▶ Document extract:
┌────────

Having Beyonce as a spokesperson is a sure way to keep me from buying Vizio.
What actually might stop me (now) from purchasing Vizio stuff is this:
I thought the VF552-XVT with VIA was the set I was going to hold out for this Spring, but I am having second thoughts. I visited Sams club to see the VF551-XVT (same picture, just no VIA connectivity) and I thought the picture was not as good as that of several recent Samsung models. In fact, it was not even as good as the VF550-XVT (the non-LED version) and I am thinking they haven't completely mastered the LED technology part.
What's more, I now get Netflix streaming through both my Samsung DVD player in the bedroom and my PS3 in the home theater and I am satisfied with that..especially considering Netflix price…zero! I can also get Pandora, YouTube, and Blockbuster on the Samsung, so I am thinking that paying a premium for the VF552-XVT is something that is not so important. True, the remote is more convenient for entering connectivity info, but once it's been entered it's not really needed anymore, and I don't intend to do any internet browsing on my TV sets, I have computers for that.
In any case, I do applaud Vizio for attempting to lead the pack in terms of conncectivity..but picture quality is the most important consideration for me. If I am wrong, and the VF552-XVT gets tweaked to improve the picture quality I will definitely put it on my consideration list once again.

└────────

▶ Available data:
┌────────

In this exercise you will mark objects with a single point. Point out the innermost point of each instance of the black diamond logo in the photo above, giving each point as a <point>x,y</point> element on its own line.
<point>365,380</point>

└────────

▶ Your tasks:
a - Based on the Vizio post, is each statement true? Answer yes or no and quote the words that decide it.
(i) The writer went to Sams club to look at the VF551-XVT.
(ii) The writer plans to browse the internet on a TV set.
(iii) The VF550-XVT is an LED model.
b - Answer these questions from the Vizio post:
(i) Which device gives the writer Netflix streaming in the home theater?
(ii) What does the VF551-XVT lack that the VF552-XVT has?
(iii) What does the writer call the most important consideration?
c - Rewrite the Vizio post between "Having Beyonce as" and "LED technology part.", inclusive, changing "Sams club" to "the store".
The material is separate from the Vizio post.

▶ Solved problems:
a -
(i) Yes: "I visited Sams club to see the VF551-XVT"
(ii) No: "I don't intend to do any internet browsing on my TV sets"
(iii) No: "the VF550-XVT (the non-LED version)"

b -
(i) The PS3.
(ii) VIA connectivity.
(iii) Picture quality.

c -
Having Beyonce as a spokesperson is a sure way to keep me from buying Vizio.
What actually might stop me (now) from purchasing Vizio stuff is this:
I thought the VF552-XVT with VIA was the set I was going to hold out for this Spring, but I am having second thoughts. I visited the store to see the VF551-XVT (same picture, just no VIA connectivity) and I thought the picture was not as good as that of several recent Samsung models. In fact, it was not even as good as the VF550-XVT (the non-LED version) and I am thinking they haven't completely mastered the LED technology part.